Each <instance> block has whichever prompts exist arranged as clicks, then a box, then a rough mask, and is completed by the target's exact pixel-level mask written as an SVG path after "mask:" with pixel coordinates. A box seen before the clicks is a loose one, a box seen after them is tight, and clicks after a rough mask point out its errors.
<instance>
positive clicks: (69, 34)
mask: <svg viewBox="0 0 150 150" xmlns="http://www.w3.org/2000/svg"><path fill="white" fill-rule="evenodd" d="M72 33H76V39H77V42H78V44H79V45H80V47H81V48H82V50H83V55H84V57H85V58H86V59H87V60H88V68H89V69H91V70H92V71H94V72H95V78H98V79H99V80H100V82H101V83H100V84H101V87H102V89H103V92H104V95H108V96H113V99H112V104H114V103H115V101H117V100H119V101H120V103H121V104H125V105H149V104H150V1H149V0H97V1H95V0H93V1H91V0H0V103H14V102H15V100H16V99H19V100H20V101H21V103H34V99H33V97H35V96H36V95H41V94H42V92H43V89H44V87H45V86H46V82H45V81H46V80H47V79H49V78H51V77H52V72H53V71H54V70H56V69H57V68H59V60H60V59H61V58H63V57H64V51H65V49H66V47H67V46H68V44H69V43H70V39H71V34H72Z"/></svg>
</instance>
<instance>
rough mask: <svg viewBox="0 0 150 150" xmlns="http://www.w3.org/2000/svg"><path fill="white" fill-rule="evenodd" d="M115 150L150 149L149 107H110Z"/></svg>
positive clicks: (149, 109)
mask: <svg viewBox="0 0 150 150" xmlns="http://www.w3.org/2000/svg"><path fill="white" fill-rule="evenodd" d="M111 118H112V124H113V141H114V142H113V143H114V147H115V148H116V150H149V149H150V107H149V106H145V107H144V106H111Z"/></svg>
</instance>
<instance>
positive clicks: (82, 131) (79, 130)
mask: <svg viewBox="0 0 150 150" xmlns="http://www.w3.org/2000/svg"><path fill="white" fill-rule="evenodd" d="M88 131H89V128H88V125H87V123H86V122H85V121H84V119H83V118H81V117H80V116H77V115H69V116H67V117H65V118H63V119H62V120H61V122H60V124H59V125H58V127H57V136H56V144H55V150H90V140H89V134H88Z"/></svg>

* * * * * * *

EXERCISE:
Can you reproduce all of the material above, word for word?

EXERCISE OUTPUT:
Each <instance> block has whichever prompts exist arranged as clicks, then a box, then a rough mask, and is completed by the target's exact pixel-level mask written as an SVG path after "mask:" with pixel coordinates. A box seen before the clicks is a loose one, a box seen after them is tight, and clicks after a rough mask point out its errors.
<instance>
positive clicks: (69, 34)
mask: <svg viewBox="0 0 150 150" xmlns="http://www.w3.org/2000/svg"><path fill="white" fill-rule="evenodd" d="M72 33H76V39H77V42H78V44H79V45H80V47H81V48H82V50H83V55H84V57H85V58H86V59H87V60H88V68H89V69H91V70H92V71H94V72H95V78H98V79H99V80H100V82H101V83H100V84H101V87H102V89H103V92H104V95H108V96H113V99H112V104H114V103H115V101H117V100H119V101H120V103H121V104H125V105H149V104H150V1H149V0H97V1H95V0H93V1H91V0H0V103H14V102H15V100H16V99H19V100H20V101H21V103H34V99H33V97H35V96H36V95H41V94H42V92H43V89H44V87H45V86H46V82H45V81H46V80H47V79H49V78H51V77H52V72H53V71H54V70H56V69H57V68H59V60H60V59H61V58H63V57H64V51H65V49H66V47H67V46H68V44H69V43H70V39H71V34H72Z"/></svg>
</instance>
<instance>
rough mask: <svg viewBox="0 0 150 150" xmlns="http://www.w3.org/2000/svg"><path fill="white" fill-rule="evenodd" d="M115 150L150 149L149 107H110Z"/></svg>
positive clicks: (149, 109)
mask: <svg viewBox="0 0 150 150" xmlns="http://www.w3.org/2000/svg"><path fill="white" fill-rule="evenodd" d="M111 118H112V124H113V141H114V142H113V143H114V147H115V148H116V150H149V149H150V107H149V106H145V107H144V106H111Z"/></svg>
</instance>
<instance>
positive clicks: (82, 131) (79, 130)
mask: <svg viewBox="0 0 150 150" xmlns="http://www.w3.org/2000/svg"><path fill="white" fill-rule="evenodd" d="M88 131H89V128H88V125H87V123H86V122H85V121H84V119H83V118H81V117H80V116H77V115H69V116H67V117H65V118H63V119H62V120H61V122H60V124H59V125H58V127H57V136H56V144H55V150H90V140H89V134H88Z"/></svg>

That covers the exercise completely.